#### Required task:
Swap "brick" for "tile" in the items below, repeat them with everything else unchanged, and leave out the pictures.

#### Data to use:

+++

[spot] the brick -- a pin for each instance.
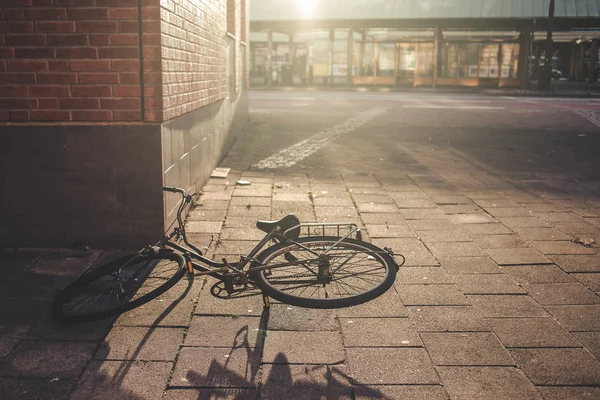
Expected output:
(91, 91)
(90, 65)
(72, 39)
(97, 26)
(98, 77)
(123, 13)
(99, 39)
(14, 14)
(54, 26)
(33, 52)
(49, 91)
(127, 115)
(118, 52)
(26, 39)
(124, 39)
(76, 52)
(17, 78)
(38, 115)
(128, 27)
(87, 13)
(16, 27)
(13, 91)
(56, 78)
(92, 115)
(19, 116)
(129, 78)
(125, 65)
(48, 104)
(46, 13)
(120, 103)
(26, 65)
(79, 103)
(127, 91)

+++

#### Solution to this problem:
[spot] the tile -- a pin for each instance.
Expected output:
(91, 91)
(90, 65)
(72, 39)
(97, 26)
(98, 77)
(123, 13)
(99, 39)
(14, 14)
(54, 26)
(33, 52)
(49, 91)
(127, 115)
(118, 52)
(26, 39)
(124, 39)
(76, 52)
(17, 78)
(38, 115)
(128, 27)
(87, 13)
(16, 27)
(13, 91)
(56, 78)
(92, 115)
(19, 116)
(129, 78)
(125, 65)
(48, 104)
(46, 13)
(120, 103)
(26, 65)
(79, 103)
(127, 91)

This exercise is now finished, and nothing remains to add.